───── TEXTE

5 leçons de photographie avec Susan Meiselas
Susan Meiselas est une photographe documentaire née le 21 juin 1948 à Baltimore, dans le Maryland. Elle a notamment obtenu un diplôme “Master of Arts” en éducation visuelle de l'Université de Harvard.
Magnum Photos est associé à Susan Meiselas depuis 1976, et elle en est membre à part entière depuis 1980. Le travail de Susan Meiselas sur les questions de droits de l'homme en Amérique latine est bien connu. Ses photographies font partie de collections nord-américaines et internationales. Ses clichés les plus connus sont ceux du Nicaragua déchiré par la guerre et des strip-teaseuses des carnavals américains des années 1970.
Parmi les ouvrages que Meiselas a édités et auxquels elle a contribué figurent El Salvador : The Work of Thirty Photographers et Chile from Within, qui présentait des images prises par des photographes vivant sous le régime de Pinochet. Les trois films qu'elle a co-réalisés sont Living at Risk : The Story of a Nicaraguan Family, Pictures from a Revolution, dans lequel elle recherche les personnes figurant sur ses photographies dix ans après qu'elles ont été prises, et Re-Framing History, dans lequel elle retourne au Nicaragua avec 19 peintures murales pour les placer dans le paysage où elles ont été réalisées afin d'interroger à nouveau l'histoire qu'elles représentent 25 ans plus tard.
Susan a organisé une histoire photographique centenaire du Kurdistan sur une période de six ans, en incorporant son propre travail dans Kurdistan : In the Shadow of History, ainsi que le site web pionnier aka KURDISTAN, une archive en ligne de la mémoire collective et des échanges culturels.
Susan Meiselas est une photojournaliste de légende que j’ai découvert pour ses talents pédagogiques, qui ne sont pas les moindres. Je vous propose ici certaines de ses réflexions sur l’évolution du métier de photographe.

──────────
───── CONTENU DES DONNÉES

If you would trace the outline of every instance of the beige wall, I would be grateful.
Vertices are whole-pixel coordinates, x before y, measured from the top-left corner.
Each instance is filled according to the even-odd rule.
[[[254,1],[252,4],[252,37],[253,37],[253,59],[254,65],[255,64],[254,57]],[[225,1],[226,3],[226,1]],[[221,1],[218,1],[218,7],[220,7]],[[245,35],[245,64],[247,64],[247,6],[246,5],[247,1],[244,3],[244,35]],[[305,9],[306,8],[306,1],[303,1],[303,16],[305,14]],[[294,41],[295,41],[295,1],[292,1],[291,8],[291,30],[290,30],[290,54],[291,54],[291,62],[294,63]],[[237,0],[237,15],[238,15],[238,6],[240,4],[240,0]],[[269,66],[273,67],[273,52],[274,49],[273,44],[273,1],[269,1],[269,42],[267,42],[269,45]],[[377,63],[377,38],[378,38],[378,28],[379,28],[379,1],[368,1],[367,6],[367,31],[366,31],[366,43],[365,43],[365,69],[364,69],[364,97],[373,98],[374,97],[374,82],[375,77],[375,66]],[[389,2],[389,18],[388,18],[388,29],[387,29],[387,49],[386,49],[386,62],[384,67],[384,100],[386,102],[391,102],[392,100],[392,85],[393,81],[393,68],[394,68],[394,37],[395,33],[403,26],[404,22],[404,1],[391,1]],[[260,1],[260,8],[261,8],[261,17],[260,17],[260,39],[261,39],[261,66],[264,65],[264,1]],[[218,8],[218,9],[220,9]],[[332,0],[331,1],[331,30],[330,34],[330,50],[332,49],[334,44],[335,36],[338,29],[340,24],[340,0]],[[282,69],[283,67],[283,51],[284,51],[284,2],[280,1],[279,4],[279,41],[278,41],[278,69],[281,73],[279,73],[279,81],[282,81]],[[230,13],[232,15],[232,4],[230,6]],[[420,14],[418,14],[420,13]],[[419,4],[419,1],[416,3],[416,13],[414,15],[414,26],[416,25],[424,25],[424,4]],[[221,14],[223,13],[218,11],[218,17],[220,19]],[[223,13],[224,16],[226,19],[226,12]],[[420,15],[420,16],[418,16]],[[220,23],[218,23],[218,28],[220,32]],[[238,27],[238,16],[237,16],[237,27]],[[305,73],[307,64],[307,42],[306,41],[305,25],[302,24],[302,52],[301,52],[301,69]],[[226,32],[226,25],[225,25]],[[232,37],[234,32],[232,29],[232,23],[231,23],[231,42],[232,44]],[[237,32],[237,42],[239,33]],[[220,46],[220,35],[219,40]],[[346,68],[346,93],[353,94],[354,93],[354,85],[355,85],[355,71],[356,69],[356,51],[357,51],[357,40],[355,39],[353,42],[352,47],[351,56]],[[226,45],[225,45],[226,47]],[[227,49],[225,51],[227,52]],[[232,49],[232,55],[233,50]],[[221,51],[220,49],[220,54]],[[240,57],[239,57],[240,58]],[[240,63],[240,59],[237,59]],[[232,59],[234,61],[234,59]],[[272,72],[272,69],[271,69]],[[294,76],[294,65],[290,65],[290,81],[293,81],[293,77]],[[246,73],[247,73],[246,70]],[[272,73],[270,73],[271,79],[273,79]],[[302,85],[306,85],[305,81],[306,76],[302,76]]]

──────────

## TRAVAIL À FAIRE
[a] Répondez à ces questions sur le texte consacré à Susan Meiselas :
(i) Dans quelle ville est-elle née ?
(ii) Depuis quelle année est-elle membre à part entière de Magnum Photos ?
(iii) Sur combien d'années a-t-elle organisé une histoire photographique du Kurdistan ?
[b] Recopiez le passage du texte sur Susan Meiselas en commençant aux mots « Susan Meiselas est une photojournaliste » et en vous arrêtant après « métier de photographe. ».
Les lignes n'ont aucun rapport avec le texte sur Susan Meiselas.

## RÉPONSES ATTENDUES
[a]
(i) À Baltimore, dans le Maryland.
(ii) Depuis 1980.
(iii) Sur six ans.

[b]
Susan Meiselas est une photojournaliste de légende que j’ai découvert pour ses talents pédagogiques, qui ne sont pas les moindres. Je vous propose ici certaines de ses réflexions sur l’évolution du métier de photographe.